* GOALS:
• a. In the notes on context-free grammars, which symbol is the starting symbol of the grammar for arithmetic expressions?
• b. Proceed with the notes on context-free grammars, beginning right after their final sentence on parse-trees.

* SELECTED EXTRACT:
----

For example a grammar for well-parenthesised expressions is
\begin{center}
$P \;\;\rightarrow\;\; ( \cdot P \cdot ) \cdot P \;|\; \epsilon$
\end{center}
\noindent
In general grammars consist of finitely many rules built up from terminal symbols (usually lower-case letters)
and non-terminal symbols (upper-case letters). Rules have the shape
\begin{center}
$NT \;\;\rightarrow\;\; \textit{rhs}$
\end{center}
\noindent
where on the left-hand side is a single non-terminal and on the right a string consisting
of both terminals and non-terminals including the $\epsilon$-symbol for indicating the
empty string. We use the convention to separate components on
the right hand-side by using the $\cdot$ symbol, as in the grammar for well-parenthesised expressions.
We also use the convention to use $|$ as a shorthand notation for several rules. For example
\begin{center}
$NT \;\;\rightarrow\;\; \textit{rhs}_1 \;|\; \textit{rhs}_2$
\end{center}
\noindent
means that the non-terminal $NT$ can be replaced by either $\textit{rhs}_1$ or $\textit{rhs}_2$.
If there are more than one non-terminal on the left-hand side of the rules, then we need to indicate
what is the \emph{starting} symbol of the grammar. For example the grammar for arithmetic expressions
can be given as follows
\begin{center}
\begin{tabular}{lcl}
$E$ & $\rightarrow$ & $N$ \\
$E$ & $\rightarrow$ & $E \cdot + \cdot E$ \\
$E$ & $\rightarrow$ & $E \cdot - \cdot E$ \\
$E$ & $\rightarrow$ & $E \cdot * \cdot E$ \\
$E$ & $\rightarrow$ & $( \cdot E \cdot )$\\
$N$ & $\rightarrow$ & $N \cdot N \;|\; 0 \;|\; 1 \;|\: \ldots \;|\; 9$
\end{tabular}
\end{center}
\noindent
where $E$ is the starting symbol. A \emph{derivation} for a grammar
starts with the staring symbol of the grammar and in each step replaces one
non-terminal by a right-hand side of a rule. A derivation ends with a string
in which only terminal symbols are left. For example a derivation for the
string $(1 + 2) + 3$ is as follows:
\begin{center}
\begin{tabular}{lll}
$E$ & $\rightarrow$ & $E+E$\\
& $\rightarrow$ & $(E)+E$\\
& $\rightarrow$ & $(E+E)+E$\\
& $\rightarrow$ & $(E+E)+N$\\
& $\rightarrow$ & $(E+E)+3$\\
& $\rightarrow$ & $(N+E)+3$\\
& $\rightarrow^+$ & $(1+2)+3$\\
\end{tabular}
\end{center}
\noindent
The \emph{language} of a context-free grammar $G$ with start symbol $S$
is defined as the set of strings derivable by a derivation, that is
\begin{center}
$\{c_1\ldots c_n \;|\; S \rightarrow^* c_1\ldots c_n \;\;\text{with all} \; c_i \;\text{being non-terminals}\}$
\end{center}
\noindent
A \emph{parse-tree} encodes how a string is derived with the starting symbol on
top and each non-terminal containing a subtree for how it is replaced in a derivation.

----

* DATASET EXTRACT:
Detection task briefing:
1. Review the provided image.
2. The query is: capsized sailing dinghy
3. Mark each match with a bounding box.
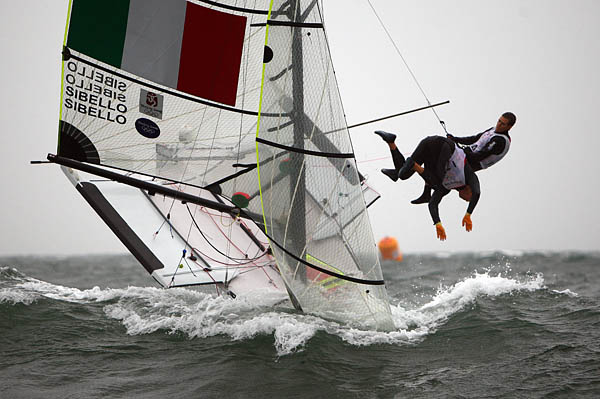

----

* TASK RESULTS:
• a. E is the starting symbol.

• b.
The parse tree for the string $(1 + 23)+4$ is as follows:
\begin{center}
\begin{tikzpicture}[level distance=8mm, black]
\node {$E$}
child {node {$E$}
child {node {$($}}
child {node {$E$}
child {node {$E$} child {node {$N$} child {node {$1$}}}}
child {node {$+$}}
child {node {$E$}
child {node {$N$} child {node {$2$}}}
child {node {$N$} child {node {$3$}}}
}
}
child {node {$)$}}
}
child {node {$+$}}
child {node {$E$}
child {node {$N$} child {node {$4$}}}
};
\end{tikzpicture}
\end{center}
\noindent
We are often interested in these parse-trees since they encode the structure of
how a string is derived by a grammar. Before we come to the problem of constructing
such parse-trees, we need to consider the following two properties of grammars.
A grammar is \emph{left-recursive} if there is a derivation starting from a non-terminal, say
$NT$ which leads to a string which again starts with $NT$. This means a derivation of the
form.
\begin{center}
$NT \rightarrow \ldots \rightarrow NT \cdot \ldots$
\end{center}
\noindent
It can be easily seems that the grammar above for arithmetic expressions is left-recursive:
for example the rules $E \rightarrow E\cdot + \cdot E$ and $N \rightarrow N\cdot N$
show that this grammar is left-recursive. Some algorithms cannot cope with left-recursive
grammars. Fortunately every left-recursive grammar can be transformed into one that is
not left-recursive, although this transformation might make the grammar less human-readable.
For example if we want to give a non-left-recursive grammar for numbers we might
specify
\begin{center}
$N \;\;\rightarrow\;\; 0\;|\;\ldots\;|\;9\;|\;1\cdot N\;|\;2\cdot N\;|\;\ldots\;|\;9\cdot N$
\end{center}
\noindent
Using this grammar we can still derive every number string, but we will never be able
to derive a string of the form $\ldots \rightarrow N \cdot \ldots$.
The other property we have to watch out is when a grammar is
\emph{ambiguous}. A grammar is said to be ambiguous if there are two parse-trees
for one string. Again the grammar for arithmetic expressions shown above is ambiguous.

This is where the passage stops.